***** Task input
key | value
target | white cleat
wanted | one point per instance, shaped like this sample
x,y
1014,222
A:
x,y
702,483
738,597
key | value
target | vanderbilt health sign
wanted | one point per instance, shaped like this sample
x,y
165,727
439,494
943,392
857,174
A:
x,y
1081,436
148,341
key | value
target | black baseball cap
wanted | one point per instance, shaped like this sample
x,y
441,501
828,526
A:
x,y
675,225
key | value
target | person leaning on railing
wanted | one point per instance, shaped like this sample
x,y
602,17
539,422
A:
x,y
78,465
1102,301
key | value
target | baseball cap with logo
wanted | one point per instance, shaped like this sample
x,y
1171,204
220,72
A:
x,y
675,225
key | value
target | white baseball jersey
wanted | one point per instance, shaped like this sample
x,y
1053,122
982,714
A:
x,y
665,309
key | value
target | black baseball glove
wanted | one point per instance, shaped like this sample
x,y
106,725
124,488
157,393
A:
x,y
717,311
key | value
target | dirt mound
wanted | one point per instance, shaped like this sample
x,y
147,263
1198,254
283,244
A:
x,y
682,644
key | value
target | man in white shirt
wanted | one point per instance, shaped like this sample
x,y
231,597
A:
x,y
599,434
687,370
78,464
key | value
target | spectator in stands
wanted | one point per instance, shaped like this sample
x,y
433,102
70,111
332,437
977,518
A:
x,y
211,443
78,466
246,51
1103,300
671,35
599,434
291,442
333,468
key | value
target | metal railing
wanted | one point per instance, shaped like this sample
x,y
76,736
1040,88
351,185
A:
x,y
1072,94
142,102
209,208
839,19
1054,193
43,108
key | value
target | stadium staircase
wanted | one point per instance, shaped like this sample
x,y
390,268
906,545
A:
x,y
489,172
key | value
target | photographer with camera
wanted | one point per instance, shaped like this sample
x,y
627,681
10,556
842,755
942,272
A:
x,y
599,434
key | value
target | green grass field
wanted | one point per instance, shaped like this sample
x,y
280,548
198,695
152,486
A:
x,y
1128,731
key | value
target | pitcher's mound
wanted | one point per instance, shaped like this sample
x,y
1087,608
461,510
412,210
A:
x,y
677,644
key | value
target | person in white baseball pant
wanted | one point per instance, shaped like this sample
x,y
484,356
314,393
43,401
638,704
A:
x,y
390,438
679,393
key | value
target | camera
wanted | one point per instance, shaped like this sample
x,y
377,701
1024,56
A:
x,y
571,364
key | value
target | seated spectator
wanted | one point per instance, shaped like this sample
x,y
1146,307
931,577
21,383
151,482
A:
**********
Copy out every line of the items that contains the word "spectator".

Task output:
target | spectator in stands
target | seated spectator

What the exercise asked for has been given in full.